The Hidden Game: How Sports Betting is Giving Power to the Mob and the NFL

This is a story that quickly disappeared: the NBA gambling scandal.  However, one of the great things about money is that it reveals a lot about the people who want it. In the gambling world, where easy money is a prospect for those who are lazy, the character of all endeavors is relatively easy to reveal.  And it’s not just the NBA; I would say the rigged games in favor of betting odds are much worse in the NFL.  In the age of legalized sports betting, the question isn’t just who will win the game—it’s whether the game itself is being played fairly. As billions of dollars flow through betting platforms and fantasy leagues, the integrity of professional sports is under more scrutiny than ever. Recent scandals in the NBA and questionable officiating in the NFL have reignited concerns that games may be influenced not just by athletic performance, but by money, power, and even organized crime.

The NBA was rocked by a recent FBI investigation led by Kash Patel, which exposed a network of players and insiders allegedly involved in illegal gambling activities. The scandal implicated figures like Chauncey Billups, Terry Rozier, and Damon Jones, who were accused of sharing confidential injury information to manipulate betting outcomes. The scheme reportedly involved rigged poker games backed by mafia families and the use of cheating technologies like altered shuffling machines and hidden cameras.

This wasn’t just a case of players making side bets—it resembled insider trading. Athletes and coaches acted as “tippers,” passing non-public information to bettors who profited from the edge. The FBI’s involvement underscores the seriousness of the issue and suggests that this may be just the beginning of a broader crackdown.

The idea that sports can be rigged isn’t new. The infamous 1919 Black Sox scandal involved eight Chicago White Sox players who were accused of throwing the World Series in exchange for money from gamblers. Pete Rose, one of baseball’s greatest hitters, was banned for betting on games while managing the Cincinnati Reds, even back then.  These days, it can only be thought to be much, much worse.

In the NBA, referee Tim Donaghy admitted to betting on games he officiated and providing inside information to mob-connected bookies. His case revealed how easily a single official could influence the outcome of a match through foul calls, clock management, and momentum shifts.

__________________________________________________

> [Goals]
1. Answer these from the sports betting article:
(a) Who led the FBI investigation that exposed the NBA gambling network?
(b) How many Chicago White Sox players were accused in the 1919 Black Sox scandal?
(c) Which team was Pete Rose managing when he bet on games?
2. Repeat the part of the sports betting article between "The idea that" and "and momentum shifts.", inclusive, word for word.

> [Data provided]
__________________________________________________

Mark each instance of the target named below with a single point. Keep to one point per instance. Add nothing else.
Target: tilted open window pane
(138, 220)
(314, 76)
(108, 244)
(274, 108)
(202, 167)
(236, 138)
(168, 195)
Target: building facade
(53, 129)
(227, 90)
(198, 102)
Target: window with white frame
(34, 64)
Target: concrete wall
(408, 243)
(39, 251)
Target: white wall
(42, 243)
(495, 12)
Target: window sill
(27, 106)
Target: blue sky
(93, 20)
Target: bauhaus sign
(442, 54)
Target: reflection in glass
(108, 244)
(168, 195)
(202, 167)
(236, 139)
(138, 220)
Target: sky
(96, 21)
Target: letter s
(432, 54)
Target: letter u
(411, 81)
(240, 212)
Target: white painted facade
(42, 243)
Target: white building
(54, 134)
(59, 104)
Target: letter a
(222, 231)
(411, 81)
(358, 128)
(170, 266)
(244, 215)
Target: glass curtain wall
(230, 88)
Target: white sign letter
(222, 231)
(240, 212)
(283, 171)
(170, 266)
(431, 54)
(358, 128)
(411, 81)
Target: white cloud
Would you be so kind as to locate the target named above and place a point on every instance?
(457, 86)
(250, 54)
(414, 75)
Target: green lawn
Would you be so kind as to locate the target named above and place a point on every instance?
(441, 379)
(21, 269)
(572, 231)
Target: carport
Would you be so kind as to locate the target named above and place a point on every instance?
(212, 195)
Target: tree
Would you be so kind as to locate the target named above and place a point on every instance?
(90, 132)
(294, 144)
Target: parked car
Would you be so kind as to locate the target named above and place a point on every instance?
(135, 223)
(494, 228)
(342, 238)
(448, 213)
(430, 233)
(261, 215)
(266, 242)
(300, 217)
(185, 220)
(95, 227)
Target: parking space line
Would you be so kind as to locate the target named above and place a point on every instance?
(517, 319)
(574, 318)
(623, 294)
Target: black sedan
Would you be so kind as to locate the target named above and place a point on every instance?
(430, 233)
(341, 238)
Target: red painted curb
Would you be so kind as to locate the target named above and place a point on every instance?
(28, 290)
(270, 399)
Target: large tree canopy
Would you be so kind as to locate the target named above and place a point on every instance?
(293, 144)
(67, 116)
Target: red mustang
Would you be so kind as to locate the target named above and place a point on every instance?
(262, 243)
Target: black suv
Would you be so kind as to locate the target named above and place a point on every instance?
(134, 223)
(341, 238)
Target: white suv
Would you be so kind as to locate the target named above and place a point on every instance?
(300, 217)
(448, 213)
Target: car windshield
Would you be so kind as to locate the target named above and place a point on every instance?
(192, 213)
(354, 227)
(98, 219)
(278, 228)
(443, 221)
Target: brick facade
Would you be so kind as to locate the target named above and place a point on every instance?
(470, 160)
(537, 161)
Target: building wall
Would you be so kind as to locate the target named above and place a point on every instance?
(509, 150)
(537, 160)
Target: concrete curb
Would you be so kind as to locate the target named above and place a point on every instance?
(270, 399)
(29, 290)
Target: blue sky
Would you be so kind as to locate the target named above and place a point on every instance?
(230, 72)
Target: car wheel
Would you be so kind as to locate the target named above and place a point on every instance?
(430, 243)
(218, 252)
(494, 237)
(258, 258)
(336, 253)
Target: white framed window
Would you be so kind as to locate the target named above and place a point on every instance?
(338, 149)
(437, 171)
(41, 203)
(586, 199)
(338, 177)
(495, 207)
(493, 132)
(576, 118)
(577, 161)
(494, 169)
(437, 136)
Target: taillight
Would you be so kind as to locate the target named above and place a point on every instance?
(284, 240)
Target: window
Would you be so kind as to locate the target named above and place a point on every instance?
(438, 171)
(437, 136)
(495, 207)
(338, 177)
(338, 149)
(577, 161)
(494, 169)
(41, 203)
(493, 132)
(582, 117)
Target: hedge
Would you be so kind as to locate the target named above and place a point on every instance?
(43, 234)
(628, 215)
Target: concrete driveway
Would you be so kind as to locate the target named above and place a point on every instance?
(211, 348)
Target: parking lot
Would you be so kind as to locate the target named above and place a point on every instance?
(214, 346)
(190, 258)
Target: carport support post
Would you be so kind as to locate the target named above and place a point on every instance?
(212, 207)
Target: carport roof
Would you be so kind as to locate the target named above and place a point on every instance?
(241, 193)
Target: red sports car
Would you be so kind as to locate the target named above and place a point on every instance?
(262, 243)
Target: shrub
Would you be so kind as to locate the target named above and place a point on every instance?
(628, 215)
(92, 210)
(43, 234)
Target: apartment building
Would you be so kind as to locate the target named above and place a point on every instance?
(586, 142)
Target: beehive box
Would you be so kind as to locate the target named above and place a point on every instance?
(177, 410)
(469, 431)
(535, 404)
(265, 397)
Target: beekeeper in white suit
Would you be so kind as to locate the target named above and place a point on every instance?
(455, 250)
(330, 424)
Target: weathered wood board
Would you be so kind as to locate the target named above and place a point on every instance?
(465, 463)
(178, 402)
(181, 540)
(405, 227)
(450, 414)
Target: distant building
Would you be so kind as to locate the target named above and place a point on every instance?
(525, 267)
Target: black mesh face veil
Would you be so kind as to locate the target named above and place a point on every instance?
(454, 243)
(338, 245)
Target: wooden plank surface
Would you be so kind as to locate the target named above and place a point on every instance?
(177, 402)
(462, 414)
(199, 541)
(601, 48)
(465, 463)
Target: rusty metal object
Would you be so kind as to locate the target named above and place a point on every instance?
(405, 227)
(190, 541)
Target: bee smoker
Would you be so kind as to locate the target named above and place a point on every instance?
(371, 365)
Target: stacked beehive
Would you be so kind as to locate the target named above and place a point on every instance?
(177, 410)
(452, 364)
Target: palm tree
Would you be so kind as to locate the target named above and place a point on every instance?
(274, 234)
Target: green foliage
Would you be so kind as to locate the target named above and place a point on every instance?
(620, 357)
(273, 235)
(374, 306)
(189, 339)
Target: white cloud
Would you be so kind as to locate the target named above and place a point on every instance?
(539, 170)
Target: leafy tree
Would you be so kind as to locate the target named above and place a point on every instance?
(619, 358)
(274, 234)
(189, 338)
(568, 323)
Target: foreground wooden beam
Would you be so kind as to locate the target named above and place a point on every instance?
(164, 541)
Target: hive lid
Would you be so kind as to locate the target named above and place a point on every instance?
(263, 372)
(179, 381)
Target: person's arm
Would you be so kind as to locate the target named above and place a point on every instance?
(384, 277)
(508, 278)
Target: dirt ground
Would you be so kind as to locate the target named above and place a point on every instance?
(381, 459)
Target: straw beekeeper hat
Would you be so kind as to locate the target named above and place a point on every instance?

__________________________________________________

> [Answers for the exercise]
1.
(a) Kash Patel
(b) Eight
(c) The Cincinnati Reds

2.
The idea that sports can be rigged isn’t new. The infamous 1919 Black Sox scandal involved eight Chicago White Sox players who were accused of throwing the World Series in exchange for money from gamblers. Pete Rose, one of baseball’s greatest hitters, was banned for betting on games while managing the Cincinnati Reds, even back then.  These days, it can only be thought to be much, much worse.

In the NBA, referee Tim Donaghy admitted to betting on games he officiated and providing inside information to mob-connected bookies. His case revealed how easily a single official could influence the outcome of a match through foul calls, clock management, and momentum shifts.